-------- Page text --------

To avoid the worst case scenario of a sovereign default next year, Samagi Jana Balawegaya (SJB) MP Dr. Harsha de Silva called on the government to boost investor confidence by earnestly working on an agreement with the International Monetary Fund (IMF) and prepare for debt re-profiling.
The former minister made these observations when he raised alarm regarding concerns expressed by international investment bank Morgan Stanley on the options open to the Sri Lankan government if it is unable to meet local and foreign debt repayments of about USD 9 billion, needed over the next 12 months.
Sri Lanka has already met the bulk of its debt repayments for 2020 including a USD 1 billion sovereign bond repayment in October.
However, the country will have to repay about USD 4.5 billion in debt in 2021, and faces multiple challenges due to COVID-19 and a rating downgrade.
Analysts have said Sri Lanka will find it difficult to raise the money from international financial markets as interest rates have spiked significantly, and it does not have the reserves to meet debt repayments.
The Finance Ministry has also said it is not seeking a deal with the IMF, something which De Silva believes would have helped bolster market confidence.

-------- Supplied entries --------

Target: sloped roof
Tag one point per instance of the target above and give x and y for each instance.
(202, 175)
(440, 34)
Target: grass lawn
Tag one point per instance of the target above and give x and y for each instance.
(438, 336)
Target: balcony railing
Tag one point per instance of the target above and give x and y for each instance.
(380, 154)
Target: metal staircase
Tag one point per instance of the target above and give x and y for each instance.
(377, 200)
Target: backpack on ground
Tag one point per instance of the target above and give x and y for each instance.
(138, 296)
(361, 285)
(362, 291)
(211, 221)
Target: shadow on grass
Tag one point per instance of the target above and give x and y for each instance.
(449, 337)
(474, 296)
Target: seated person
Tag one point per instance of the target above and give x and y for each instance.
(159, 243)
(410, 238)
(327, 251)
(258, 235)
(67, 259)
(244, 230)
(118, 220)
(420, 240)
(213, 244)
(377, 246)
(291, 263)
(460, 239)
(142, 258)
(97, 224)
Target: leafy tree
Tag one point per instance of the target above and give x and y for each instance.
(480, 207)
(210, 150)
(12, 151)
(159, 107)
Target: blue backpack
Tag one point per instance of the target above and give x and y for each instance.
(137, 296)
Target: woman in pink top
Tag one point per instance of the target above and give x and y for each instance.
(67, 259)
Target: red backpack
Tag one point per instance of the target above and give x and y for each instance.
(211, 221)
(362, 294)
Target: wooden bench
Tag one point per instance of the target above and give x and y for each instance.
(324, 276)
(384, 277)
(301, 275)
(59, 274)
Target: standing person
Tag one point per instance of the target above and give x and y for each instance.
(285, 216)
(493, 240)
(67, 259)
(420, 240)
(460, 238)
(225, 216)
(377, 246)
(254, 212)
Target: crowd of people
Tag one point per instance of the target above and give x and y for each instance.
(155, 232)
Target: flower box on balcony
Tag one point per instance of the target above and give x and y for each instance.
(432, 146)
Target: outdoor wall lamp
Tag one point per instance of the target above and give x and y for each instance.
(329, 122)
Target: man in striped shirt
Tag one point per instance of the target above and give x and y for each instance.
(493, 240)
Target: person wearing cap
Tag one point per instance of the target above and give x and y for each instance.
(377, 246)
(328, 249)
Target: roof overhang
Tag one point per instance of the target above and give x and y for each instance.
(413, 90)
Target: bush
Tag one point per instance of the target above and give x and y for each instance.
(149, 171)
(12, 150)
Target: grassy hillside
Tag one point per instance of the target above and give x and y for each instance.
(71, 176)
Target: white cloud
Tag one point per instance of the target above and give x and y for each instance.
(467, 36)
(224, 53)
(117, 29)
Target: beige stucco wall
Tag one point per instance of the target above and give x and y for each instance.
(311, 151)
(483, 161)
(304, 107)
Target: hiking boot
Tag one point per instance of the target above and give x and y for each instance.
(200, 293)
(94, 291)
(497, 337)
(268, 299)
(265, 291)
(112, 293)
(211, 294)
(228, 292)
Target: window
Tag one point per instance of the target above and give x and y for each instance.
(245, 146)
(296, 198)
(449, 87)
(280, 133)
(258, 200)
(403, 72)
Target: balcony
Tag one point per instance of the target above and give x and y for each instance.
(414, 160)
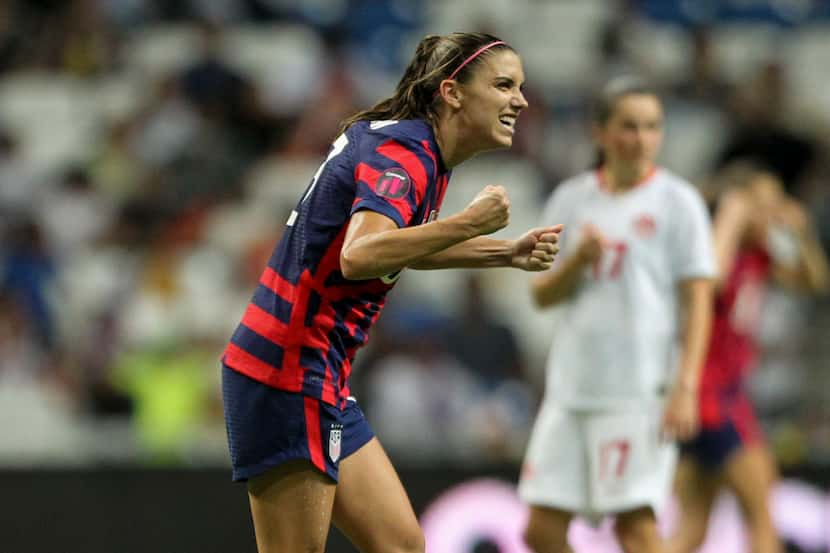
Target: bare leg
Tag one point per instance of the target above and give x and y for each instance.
(291, 508)
(637, 531)
(749, 473)
(547, 530)
(371, 506)
(696, 491)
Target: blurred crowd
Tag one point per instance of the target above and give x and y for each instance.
(151, 151)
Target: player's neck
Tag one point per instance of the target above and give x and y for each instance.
(454, 147)
(621, 177)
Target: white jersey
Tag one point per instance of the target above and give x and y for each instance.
(614, 343)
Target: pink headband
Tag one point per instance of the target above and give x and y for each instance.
(474, 56)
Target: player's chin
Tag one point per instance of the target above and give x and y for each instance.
(502, 139)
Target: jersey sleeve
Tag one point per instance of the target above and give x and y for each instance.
(390, 178)
(693, 229)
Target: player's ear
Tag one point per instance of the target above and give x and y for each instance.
(450, 91)
(598, 134)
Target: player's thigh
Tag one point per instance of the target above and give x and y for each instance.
(637, 532)
(748, 474)
(547, 529)
(291, 508)
(696, 490)
(555, 470)
(371, 506)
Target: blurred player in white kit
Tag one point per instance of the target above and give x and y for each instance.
(632, 288)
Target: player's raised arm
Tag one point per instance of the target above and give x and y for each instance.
(374, 246)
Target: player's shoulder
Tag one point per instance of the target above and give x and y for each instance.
(411, 132)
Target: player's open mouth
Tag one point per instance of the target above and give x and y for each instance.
(508, 121)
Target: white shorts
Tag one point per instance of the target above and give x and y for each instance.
(594, 463)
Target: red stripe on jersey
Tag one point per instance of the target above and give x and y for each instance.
(370, 176)
(274, 282)
(312, 428)
(442, 190)
(265, 324)
(410, 163)
(242, 361)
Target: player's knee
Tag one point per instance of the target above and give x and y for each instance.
(690, 538)
(542, 540)
(637, 534)
(412, 541)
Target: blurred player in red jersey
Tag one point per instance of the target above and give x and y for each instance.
(294, 432)
(760, 234)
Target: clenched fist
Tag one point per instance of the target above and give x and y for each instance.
(489, 211)
(536, 249)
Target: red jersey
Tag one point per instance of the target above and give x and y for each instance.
(733, 348)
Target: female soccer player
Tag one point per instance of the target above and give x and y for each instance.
(760, 234)
(294, 432)
(635, 271)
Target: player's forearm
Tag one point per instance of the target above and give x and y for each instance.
(552, 287)
(379, 254)
(698, 301)
(728, 227)
(478, 252)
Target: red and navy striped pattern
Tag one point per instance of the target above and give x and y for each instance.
(305, 321)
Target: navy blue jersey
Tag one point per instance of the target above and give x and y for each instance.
(305, 321)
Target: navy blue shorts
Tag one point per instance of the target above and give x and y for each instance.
(728, 424)
(267, 427)
(711, 447)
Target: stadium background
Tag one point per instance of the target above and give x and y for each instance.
(150, 152)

--------

Explore the material:
A: List every US dollar amount that appears in the article on Sri Lanka's debt repayments.
B: According to the article on Sri Lanka's debt repayments, which international investment bank raised concerns about the government's options?
C: Write the next part of the article on Sri Lanka's debt repayments, continuing after its final sentence.

Task-by-task answers:
A: USD 9 billion, USD 1 billion, USD 4.5 billion

B: Morgan Stanley

C:
Economist Dr. Harsha de Silva citing a recent report by Morgan Stanley that pointed to a possible “tail risk scenario” regarding Sri Lanka’s lack of debt repayment capability, noted that the Government had to step up and disclose why it was refraining from reaching out to the IMF.
He argued that this was the first time that a major investment bank had issued such a warning for Sri Lanka and it should be taken extremely seriously.
De Silva noted that Morgan Stanley had indicated Sri Lanka may have to halt repayment on debt for 18 months, and may be forced to restructure repayment of what is owed over the next five years.
“This has never happened before. One of the leading investment banks in the world, Morgan Stanley, has predicted this a few days ago. This comes after Moody’s downgrade,” he added.